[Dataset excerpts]
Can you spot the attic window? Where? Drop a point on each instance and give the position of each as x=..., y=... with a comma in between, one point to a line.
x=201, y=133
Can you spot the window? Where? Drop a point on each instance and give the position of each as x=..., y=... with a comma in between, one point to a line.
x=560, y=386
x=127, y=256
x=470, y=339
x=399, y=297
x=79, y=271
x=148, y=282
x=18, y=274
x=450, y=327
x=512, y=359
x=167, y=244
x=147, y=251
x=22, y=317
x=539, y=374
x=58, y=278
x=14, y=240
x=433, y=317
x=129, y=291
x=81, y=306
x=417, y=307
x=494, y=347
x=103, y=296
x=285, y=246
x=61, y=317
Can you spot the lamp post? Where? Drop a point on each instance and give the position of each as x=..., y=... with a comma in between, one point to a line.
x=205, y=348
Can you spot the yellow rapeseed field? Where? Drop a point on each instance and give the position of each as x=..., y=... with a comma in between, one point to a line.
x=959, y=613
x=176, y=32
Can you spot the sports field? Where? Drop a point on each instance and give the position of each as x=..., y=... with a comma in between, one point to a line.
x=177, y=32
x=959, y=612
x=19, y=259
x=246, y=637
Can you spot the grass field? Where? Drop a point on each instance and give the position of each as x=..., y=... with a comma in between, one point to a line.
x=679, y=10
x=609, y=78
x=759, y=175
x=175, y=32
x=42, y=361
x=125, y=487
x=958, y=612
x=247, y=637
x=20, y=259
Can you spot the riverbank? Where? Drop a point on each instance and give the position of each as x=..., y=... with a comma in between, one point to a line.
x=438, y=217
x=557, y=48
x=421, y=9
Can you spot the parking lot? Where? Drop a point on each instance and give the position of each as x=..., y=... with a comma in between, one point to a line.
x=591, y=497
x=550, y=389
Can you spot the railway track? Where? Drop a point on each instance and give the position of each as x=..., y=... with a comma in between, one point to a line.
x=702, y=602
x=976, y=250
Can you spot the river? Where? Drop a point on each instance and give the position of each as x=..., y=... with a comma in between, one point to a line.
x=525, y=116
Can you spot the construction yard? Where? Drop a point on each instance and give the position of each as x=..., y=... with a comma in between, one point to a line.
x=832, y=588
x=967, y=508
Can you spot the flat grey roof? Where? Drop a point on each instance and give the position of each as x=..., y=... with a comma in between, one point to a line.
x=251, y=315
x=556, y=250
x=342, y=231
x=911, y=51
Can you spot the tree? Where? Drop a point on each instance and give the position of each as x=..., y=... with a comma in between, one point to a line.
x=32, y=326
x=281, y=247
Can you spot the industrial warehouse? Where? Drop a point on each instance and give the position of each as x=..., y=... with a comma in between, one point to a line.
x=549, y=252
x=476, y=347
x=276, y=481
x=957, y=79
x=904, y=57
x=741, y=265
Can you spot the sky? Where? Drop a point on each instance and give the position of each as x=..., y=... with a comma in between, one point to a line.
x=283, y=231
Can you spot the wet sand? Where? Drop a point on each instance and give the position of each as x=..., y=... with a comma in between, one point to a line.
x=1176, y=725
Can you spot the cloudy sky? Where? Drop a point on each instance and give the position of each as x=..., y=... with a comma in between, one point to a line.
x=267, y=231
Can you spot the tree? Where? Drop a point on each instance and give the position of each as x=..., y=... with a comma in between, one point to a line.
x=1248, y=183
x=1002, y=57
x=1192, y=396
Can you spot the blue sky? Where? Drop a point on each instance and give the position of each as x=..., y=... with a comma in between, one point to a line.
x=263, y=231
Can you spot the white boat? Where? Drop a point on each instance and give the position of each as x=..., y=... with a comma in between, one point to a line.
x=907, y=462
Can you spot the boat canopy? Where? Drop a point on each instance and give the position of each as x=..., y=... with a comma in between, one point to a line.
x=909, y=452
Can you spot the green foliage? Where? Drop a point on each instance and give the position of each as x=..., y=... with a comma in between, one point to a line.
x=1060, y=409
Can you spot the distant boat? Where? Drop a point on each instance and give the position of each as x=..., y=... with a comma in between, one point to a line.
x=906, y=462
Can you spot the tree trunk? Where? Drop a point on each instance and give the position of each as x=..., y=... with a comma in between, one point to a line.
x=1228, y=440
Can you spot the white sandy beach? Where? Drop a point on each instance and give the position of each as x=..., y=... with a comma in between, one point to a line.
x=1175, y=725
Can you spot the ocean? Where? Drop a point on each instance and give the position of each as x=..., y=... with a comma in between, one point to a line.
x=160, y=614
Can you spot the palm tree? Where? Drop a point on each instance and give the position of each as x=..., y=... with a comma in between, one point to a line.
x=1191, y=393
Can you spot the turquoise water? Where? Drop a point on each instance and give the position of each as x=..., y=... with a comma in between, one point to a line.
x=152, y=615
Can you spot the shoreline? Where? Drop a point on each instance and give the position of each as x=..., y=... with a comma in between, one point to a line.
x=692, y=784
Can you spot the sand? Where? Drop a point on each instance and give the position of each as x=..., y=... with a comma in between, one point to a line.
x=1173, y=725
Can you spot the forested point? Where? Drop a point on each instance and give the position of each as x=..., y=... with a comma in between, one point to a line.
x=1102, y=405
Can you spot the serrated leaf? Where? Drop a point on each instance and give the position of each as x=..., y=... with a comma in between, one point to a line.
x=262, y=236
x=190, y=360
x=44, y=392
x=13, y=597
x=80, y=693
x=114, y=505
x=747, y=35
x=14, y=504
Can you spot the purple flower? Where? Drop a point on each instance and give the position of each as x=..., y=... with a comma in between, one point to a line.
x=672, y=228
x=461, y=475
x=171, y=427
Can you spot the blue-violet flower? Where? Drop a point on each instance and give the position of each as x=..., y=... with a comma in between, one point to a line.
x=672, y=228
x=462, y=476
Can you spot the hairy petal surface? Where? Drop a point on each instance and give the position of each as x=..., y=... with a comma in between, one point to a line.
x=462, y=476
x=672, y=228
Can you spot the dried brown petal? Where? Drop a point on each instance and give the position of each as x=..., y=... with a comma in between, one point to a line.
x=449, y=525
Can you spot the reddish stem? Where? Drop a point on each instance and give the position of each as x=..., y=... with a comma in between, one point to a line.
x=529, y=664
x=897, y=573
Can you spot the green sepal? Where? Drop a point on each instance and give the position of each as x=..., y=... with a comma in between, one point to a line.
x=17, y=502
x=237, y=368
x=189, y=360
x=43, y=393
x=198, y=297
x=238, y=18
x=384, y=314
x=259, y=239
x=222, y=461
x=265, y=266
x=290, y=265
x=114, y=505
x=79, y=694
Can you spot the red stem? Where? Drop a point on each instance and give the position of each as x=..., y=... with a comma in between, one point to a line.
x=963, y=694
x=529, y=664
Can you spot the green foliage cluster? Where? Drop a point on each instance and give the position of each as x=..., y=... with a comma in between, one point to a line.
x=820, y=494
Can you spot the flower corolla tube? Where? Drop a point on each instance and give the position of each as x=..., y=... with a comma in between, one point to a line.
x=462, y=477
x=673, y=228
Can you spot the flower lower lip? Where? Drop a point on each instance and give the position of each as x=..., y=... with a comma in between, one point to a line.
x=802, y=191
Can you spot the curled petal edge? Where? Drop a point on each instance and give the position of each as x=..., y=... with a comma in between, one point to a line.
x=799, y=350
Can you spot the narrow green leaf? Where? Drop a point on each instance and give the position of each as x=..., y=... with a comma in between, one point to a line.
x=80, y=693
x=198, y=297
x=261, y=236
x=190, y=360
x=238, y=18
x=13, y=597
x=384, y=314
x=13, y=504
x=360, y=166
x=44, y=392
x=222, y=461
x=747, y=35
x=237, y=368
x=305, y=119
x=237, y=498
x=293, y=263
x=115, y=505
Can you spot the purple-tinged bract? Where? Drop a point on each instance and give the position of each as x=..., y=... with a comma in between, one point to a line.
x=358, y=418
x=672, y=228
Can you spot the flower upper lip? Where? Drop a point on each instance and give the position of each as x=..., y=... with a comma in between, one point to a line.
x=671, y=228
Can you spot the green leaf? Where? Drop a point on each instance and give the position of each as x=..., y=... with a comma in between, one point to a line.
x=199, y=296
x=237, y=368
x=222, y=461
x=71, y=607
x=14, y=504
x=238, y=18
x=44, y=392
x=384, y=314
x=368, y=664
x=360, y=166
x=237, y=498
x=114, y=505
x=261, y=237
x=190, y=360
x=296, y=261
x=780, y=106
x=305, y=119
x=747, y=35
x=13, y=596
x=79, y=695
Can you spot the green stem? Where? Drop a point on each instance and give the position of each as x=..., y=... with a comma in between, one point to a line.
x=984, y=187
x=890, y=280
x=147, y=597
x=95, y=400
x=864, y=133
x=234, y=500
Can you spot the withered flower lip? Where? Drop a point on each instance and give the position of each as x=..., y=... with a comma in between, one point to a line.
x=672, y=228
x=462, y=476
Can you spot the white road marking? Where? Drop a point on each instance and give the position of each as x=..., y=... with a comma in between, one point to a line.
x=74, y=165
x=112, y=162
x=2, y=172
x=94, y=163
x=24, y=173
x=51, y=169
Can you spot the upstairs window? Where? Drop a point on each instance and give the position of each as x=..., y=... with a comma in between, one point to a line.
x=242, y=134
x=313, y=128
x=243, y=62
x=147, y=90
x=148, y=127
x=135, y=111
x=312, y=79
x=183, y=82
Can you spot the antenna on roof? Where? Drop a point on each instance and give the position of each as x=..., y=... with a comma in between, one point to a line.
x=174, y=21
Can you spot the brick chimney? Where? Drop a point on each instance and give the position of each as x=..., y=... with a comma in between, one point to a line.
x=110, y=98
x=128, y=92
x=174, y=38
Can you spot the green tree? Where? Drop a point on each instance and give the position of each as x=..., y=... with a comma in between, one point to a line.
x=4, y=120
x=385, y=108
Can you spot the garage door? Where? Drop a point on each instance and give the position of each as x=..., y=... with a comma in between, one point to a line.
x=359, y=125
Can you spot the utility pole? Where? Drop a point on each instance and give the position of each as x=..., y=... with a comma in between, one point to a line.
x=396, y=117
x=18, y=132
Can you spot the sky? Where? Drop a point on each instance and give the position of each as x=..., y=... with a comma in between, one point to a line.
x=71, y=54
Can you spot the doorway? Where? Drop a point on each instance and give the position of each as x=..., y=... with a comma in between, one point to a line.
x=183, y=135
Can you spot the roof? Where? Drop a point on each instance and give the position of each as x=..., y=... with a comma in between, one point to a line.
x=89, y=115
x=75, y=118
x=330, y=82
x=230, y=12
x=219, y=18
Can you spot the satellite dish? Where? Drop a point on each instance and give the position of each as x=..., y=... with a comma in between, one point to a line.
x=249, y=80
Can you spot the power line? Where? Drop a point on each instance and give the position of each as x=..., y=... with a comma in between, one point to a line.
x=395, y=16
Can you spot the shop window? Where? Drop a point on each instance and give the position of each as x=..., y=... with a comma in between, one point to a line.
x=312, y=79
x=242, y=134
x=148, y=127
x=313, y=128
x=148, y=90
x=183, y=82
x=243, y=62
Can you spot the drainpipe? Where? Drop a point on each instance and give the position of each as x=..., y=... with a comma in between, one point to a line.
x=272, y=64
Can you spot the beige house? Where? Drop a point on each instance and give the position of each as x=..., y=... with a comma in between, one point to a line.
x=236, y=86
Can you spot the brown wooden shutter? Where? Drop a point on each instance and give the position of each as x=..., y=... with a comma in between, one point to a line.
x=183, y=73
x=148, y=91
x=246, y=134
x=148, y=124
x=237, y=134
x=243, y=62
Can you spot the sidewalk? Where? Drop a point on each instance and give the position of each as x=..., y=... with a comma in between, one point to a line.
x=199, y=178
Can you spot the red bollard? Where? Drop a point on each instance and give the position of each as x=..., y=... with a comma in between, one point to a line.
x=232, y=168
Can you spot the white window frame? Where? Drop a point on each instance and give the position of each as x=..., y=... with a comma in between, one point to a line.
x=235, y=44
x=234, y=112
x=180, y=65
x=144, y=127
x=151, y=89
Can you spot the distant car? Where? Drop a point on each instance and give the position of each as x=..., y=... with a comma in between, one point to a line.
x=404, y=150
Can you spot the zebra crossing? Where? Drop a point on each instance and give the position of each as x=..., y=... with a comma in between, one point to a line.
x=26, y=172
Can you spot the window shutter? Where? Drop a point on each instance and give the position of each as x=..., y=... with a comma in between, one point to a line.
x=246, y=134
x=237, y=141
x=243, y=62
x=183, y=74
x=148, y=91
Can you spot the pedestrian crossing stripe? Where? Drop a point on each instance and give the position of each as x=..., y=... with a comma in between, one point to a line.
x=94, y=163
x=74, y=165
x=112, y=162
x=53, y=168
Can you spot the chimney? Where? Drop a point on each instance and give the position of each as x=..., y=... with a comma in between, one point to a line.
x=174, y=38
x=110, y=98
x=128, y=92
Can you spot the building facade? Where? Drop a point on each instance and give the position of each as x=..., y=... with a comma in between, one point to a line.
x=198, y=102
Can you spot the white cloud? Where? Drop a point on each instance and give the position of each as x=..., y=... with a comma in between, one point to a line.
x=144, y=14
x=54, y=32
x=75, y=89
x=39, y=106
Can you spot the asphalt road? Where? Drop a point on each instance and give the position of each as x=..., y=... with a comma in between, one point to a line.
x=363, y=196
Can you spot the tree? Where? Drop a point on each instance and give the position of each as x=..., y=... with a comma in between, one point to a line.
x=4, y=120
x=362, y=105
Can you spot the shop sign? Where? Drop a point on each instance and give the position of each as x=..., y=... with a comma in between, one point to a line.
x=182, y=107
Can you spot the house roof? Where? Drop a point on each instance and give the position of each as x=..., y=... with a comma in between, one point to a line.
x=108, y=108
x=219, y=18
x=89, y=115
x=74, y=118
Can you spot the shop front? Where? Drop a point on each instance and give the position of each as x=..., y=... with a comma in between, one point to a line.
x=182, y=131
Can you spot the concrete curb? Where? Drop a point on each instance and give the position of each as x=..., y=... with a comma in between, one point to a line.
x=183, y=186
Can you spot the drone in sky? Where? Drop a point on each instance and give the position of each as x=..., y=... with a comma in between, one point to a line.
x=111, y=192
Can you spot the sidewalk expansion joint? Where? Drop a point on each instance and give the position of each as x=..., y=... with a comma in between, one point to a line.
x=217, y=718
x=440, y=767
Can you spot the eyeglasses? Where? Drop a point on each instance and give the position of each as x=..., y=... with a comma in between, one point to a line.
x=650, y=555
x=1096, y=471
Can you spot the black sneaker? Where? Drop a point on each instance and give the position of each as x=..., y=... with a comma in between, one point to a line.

Work task:
Where the line containing "Can you spot the sidewalk expansion" appears, start copying, and go on exactly through the last line of the data.

Answer section:
Can you spot the sidewalk expansion joint? Where? Drop a point on each instance and give the position of each as x=..., y=... with a comma in between, one point to a line.
x=217, y=718
x=440, y=767
Can you spot the eyeglasses? Where? Drop a point on each instance and give the position of each as x=..., y=... with a comma in between, one point to a line.
x=650, y=555
x=1096, y=471
Can you spot the black sneaker? Where? Drop a point on each instance and give the position of each as x=..., y=... with a comma in between, one point to a line.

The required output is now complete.